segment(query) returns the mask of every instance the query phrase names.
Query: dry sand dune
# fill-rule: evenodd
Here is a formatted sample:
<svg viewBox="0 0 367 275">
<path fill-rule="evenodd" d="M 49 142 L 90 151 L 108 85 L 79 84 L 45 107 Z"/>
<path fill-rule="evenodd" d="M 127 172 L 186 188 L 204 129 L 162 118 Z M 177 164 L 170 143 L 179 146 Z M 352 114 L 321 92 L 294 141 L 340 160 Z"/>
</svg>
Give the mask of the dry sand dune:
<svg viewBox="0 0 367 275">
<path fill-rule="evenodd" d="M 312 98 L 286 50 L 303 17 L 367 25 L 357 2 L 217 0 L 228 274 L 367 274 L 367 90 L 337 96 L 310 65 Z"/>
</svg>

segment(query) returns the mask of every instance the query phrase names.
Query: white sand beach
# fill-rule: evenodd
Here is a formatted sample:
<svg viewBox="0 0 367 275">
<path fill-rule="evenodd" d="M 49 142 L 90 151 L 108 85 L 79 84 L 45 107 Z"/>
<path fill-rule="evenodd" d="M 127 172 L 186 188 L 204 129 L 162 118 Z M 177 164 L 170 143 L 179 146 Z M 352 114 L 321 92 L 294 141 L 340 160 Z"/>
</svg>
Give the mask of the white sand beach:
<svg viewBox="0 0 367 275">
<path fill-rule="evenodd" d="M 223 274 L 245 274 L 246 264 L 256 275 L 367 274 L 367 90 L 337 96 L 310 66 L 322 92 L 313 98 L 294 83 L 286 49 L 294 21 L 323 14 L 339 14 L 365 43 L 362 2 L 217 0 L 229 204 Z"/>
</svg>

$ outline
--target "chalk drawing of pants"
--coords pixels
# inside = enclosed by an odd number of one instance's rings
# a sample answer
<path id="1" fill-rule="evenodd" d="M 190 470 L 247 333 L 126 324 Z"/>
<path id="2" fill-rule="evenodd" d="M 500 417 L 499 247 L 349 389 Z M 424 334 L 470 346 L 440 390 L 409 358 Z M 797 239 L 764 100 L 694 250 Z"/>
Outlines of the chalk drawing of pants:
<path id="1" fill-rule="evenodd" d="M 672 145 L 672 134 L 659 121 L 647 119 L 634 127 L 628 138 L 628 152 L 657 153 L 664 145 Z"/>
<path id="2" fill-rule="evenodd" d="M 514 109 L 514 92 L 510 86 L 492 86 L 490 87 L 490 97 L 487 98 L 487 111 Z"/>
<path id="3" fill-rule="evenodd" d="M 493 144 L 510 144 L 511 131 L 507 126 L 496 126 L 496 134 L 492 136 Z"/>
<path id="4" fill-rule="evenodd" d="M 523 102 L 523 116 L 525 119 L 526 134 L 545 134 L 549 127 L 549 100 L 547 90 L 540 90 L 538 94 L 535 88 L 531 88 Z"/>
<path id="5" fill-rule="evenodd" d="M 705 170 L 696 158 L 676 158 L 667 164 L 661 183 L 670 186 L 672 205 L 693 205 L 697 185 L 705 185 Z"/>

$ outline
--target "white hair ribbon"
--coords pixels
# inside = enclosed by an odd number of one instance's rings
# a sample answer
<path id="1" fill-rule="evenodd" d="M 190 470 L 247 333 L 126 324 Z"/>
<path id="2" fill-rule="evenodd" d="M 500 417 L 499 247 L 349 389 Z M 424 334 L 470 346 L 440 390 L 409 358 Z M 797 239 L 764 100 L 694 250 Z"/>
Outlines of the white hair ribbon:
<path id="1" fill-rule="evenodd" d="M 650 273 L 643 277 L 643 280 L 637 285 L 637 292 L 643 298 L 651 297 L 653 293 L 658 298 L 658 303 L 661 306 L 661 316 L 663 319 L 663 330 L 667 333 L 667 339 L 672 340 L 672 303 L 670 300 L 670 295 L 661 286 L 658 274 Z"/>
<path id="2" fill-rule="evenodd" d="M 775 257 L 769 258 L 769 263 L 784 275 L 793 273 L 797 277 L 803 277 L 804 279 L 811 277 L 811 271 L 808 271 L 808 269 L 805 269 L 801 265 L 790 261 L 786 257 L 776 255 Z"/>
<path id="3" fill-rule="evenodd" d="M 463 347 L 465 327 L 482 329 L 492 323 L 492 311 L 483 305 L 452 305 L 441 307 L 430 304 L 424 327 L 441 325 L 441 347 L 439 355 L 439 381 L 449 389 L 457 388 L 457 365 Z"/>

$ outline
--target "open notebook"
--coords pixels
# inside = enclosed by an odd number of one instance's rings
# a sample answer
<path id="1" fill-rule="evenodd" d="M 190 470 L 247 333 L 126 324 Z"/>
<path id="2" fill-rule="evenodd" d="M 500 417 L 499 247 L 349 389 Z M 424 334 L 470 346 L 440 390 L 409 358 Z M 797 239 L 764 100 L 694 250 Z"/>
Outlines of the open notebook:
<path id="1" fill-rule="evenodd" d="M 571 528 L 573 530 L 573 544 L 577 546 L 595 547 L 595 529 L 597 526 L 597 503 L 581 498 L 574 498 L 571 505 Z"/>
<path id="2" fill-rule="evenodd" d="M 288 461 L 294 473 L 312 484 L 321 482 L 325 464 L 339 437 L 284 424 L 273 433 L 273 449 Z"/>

------------------------------------------------

YOUR TASK:
Return all of the entries word for word.

ANSWER:
segment(query) returns the mask of every instance the query phrase names.
Query: dry sand dune
# fill-rule: evenodd
Here is a formatted sample:
<svg viewBox="0 0 367 275">
<path fill-rule="evenodd" d="M 49 142 L 90 151 L 108 85 L 79 84 L 45 107 Z"/>
<path fill-rule="evenodd" d="M 127 172 L 186 188 L 204 129 L 162 118 Z M 177 164 L 170 143 L 179 146 Z M 352 114 L 321 92 L 294 141 L 340 160 Z"/>
</svg>
Give the mask of the dry sand dune:
<svg viewBox="0 0 367 275">
<path fill-rule="evenodd" d="M 312 98 L 286 50 L 303 17 L 367 25 L 357 2 L 217 0 L 228 274 L 367 274 L 367 90 L 337 96 L 310 65 Z"/>
</svg>

segment(query) returns the mask of every instance the query phrase names.
Query: white sand beach
# fill-rule: evenodd
Here is a formatted sample:
<svg viewBox="0 0 367 275">
<path fill-rule="evenodd" d="M 49 142 L 90 151 L 108 85 L 79 84 L 45 107 Z"/>
<path fill-rule="evenodd" d="M 127 172 L 186 188 L 204 129 L 162 118 Z M 177 164 L 170 143 L 179 146 Z M 352 114 L 321 92 L 294 141 L 340 160 Z"/>
</svg>
Give the mask of the white sand beach:
<svg viewBox="0 0 367 275">
<path fill-rule="evenodd" d="M 223 274 L 245 274 L 246 264 L 256 275 L 367 274 L 367 90 L 337 96 L 310 66 L 322 92 L 313 98 L 294 83 L 286 49 L 294 21 L 323 14 L 339 14 L 365 43 L 362 2 L 217 0 L 229 204 Z"/>
</svg>

$ outline
--target "chalk drawing of pants"
--coords pixels
# inside = enclosed by an odd number of one instance's rings
# a sample answer
<path id="1" fill-rule="evenodd" d="M 190 470 L 247 333 L 126 324 Z"/>
<path id="2" fill-rule="evenodd" d="M 500 417 L 499 247 L 349 389 Z M 424 334 L 470 346 L 440 390 L 409 358 Z M 797 239 L 764 100 L 694 250 Z"/>
Outlines of the chalk drawing of pants:
<path id="1" fill-rule="evenodd" d="M 672 145 L 672 134 L 659 121 L 647 119 L 634 127 L 628 138 L 628 152 L 657 153 L 664 145 Z"/>
<path id="2" fill-rule="evenodd" d="M 514 109 L 514 92 L 510 86 L 492 86 L 490 87 L 490 97 L 487 98 L 487 111 Z"/>
<path id="3" fill-rule="evenodd" d="M 493 144 L 510 144 L 511 131 L 507 126 L 496 126 L 496 134 L 492 136 Z"/>
<path id="4" fill-rule="evenodd" d="M 523 102 L 523 116 L 525 119 L 526 134 L 545 134 L 549 127 L 549 100 L 547 90 L 540 90 L 538 94 L 535 88 L 531 88 Z"/>
<path id="5" fill-rule="evenodd" d="M 705 170 L 696 158 L 676 158 L 667 164 L 661 183 L 670 186 L 672 205 L 693 205 L 697 185 L 705 185 Z"/>

$ outline
--target "white hair ribbon"
--coords pixels
# inside = enclosed by an odd number of one instance's rings
# a sample answer
<path id="1" fill-rule="evenodd" d="M 190 470 L 247 333 L 126 324 Z"/>
<path id="2" fill-rule="evenodd" d="M 500 417 L 499 247 L 349 389 Z M 424 334 L 470 346 L 440 390 L 409 358 Z M 797 239 L 764 100 L 694 250 Z"/>
Outlines of the white hair ribbon:
<path id="1" fill-rule="evenodd" d="M 650 273 L 643 277 L 643 280 L 637 285 L 637 292 L 643 298 L 651 297 L 653 293 L 658 298 L 658 303 L 661 306 L 661 316 L 663 319 L 663 330 L 667 333 L 667 339 L 672 340 L 672 303 L 670 300 L 670 295 L 661 286 L 658 274 Z"/>
<path id="2" fill-rule="evenodd" d="M 775 257 L 769 258 L 769 263 L 784 275 L 793 273 L 797 277 L 803 277 L 804 279 L 811 277 L 811 271 L 808 271 L 808 269 L 805 269 L 801 265 L 790 261 L 786 257 L 776 255 Z"/>
<path id="3" fill-rule="evenodd" d="M 463 347 L 465 327 L 482 329 L 492 323 L 492 311 L 483 305 L 452 305 L 441 307 L 430 304 L 424 327 L 441 325 L 441 347 L 439 355 L 439 381 L 449 389 L 457 388 L 457 365 Z"/>

$ outline
--target "open notebook"
--coords pixels
# inside = enclosed by an odd number of one instance's rings
# a sample answer
<path id="1" fill-rule="evenodd" d="M 190 470 L 247 333 L 126 324 Z"/>
<path id="2" fill-rule="evenodd" d="M 500 417 L 499 247 L 349 389 Z M 424 334 L 470 346 L 440 390 L 409 358 Z M 797 239 L 764 100 L 694 250 Z"/>
Outlines of the open notebook:
<path id="1" fill-rule="evenodd" d="M 571 528 L 573 530 L 573 544 L 577 546 L 595 547 L 595 529 L 597 526 L 597 503 L 581 498 L 574 498 L 571 505 Z"/>
<path id="2" fill-rule="evenodd" d="M 288 461 L 294 473 L 312 484 L 321 482 L 325 464 L 339 437 L 284 424 L 273 433 L 273 449 Z"/>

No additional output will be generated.